▸ PROBLEM DESCRIPTION
Output every entry exactly as written, skipping any pictures.

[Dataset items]
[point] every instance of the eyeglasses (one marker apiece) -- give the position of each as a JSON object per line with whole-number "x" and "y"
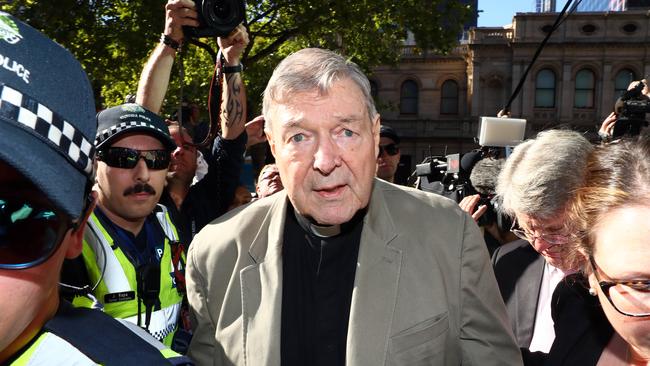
{"x": 29, "y": 232}
{"x": 390, "y": 149}
{"x": 269, "y": 174}
{"x": 530, "y": 237}
{"x": 630, "y": 298}
{"x": 125, "y": 158}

▸ RESPONSE BOX
[point] every instance of the eyeglasses (one marker apiece) -- give the position of each as a JSON object per line with whole-number "x" and "y"
{"x": 29, "y": 232}
{"x": 390, "y": 149}
{"x": 269, "y": 174}
{"x": 530, "y": 237}
{"x": 630, "y": 298}
{"x": 125, "y": 158}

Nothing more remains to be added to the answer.